Extracted records:
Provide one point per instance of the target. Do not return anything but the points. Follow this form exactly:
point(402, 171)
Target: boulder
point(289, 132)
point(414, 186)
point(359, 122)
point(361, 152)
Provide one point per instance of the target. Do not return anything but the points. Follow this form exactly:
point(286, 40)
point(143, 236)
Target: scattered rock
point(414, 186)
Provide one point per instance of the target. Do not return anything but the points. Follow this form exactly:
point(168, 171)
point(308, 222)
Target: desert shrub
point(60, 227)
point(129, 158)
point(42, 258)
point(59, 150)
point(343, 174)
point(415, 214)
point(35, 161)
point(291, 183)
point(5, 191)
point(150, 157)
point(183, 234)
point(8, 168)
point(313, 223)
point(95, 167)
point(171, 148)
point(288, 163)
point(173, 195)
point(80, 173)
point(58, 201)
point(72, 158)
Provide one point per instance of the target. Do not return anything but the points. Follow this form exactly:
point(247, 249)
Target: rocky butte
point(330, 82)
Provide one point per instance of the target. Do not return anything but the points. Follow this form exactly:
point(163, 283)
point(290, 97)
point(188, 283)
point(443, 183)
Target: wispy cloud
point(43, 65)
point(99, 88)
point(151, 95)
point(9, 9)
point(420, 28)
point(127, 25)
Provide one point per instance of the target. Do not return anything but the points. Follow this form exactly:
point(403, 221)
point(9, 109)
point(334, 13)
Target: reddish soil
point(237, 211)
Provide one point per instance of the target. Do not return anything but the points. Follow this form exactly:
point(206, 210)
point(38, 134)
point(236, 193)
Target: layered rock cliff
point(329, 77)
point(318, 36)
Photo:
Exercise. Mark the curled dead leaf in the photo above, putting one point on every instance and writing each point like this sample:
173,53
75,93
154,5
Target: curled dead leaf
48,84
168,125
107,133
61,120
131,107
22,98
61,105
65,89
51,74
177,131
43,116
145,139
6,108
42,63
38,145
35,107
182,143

What to work on> Copy the records, starting at the beginning and ending at the line that contains "point(237, 211)", with both ends included. Shift each answer point by adding 120 to both of its coordinates, and leave every other line unchanged.

Solution below>
Provide one point per instance of the target. Do not return anything but the points. Follow this form exactly:
point(402, 171)
Target: boulder
point(409, 252)
point(534, 306)
point(479, 242)
point(481, 272)
Provide one point per instance of the target. Do not return anything but the points. Follow this form exactly:
point(286, 40)
point(143, 236)
Target: scattered rock
point(534, 306)
Provide one point per instance of the target. Do not return anything but the points. Follow this form exactly:
point(168, 171)
point(308, 222)
Target: desert shrub
point(180, 347)
point(249, 278)
point(162, 378)
point(179, 270)
point(463, 294)
point(535, 334)
point(155, 281)
point(411, 303)
point(125, 311)
point(270, 277)
point(303, 354)
point(128, 288)
point(433, 343)
point(215, 287)
point(291, 268)
point(408, 283)
point(293, 315)
point(200, 293)
point(178, 321)
point(192, 278)
Provide one point per instance of the target. Do not return anything but the points. Follow this form exactly:
point(247, 249)
Target: rocky butte
point(450, 202)
Provide one point per instance of the target. Do not return anything but the points. Follow this form exactly:
point(163, 283)
point(290, 97)
point(188, 283)
point(443, 183)
Target: wispy cloud
point(163, 185)
point(219, 208)
point(271, 215)
point(129, 129)
point(540, 148)
point(247, 145)
Provide one point per instance of the target. Do not return anything but the points. Follow this form exactly:
point(403, 221)
point(9, 109)
point(334, 13)
Target: reddish soil
point(357, 331)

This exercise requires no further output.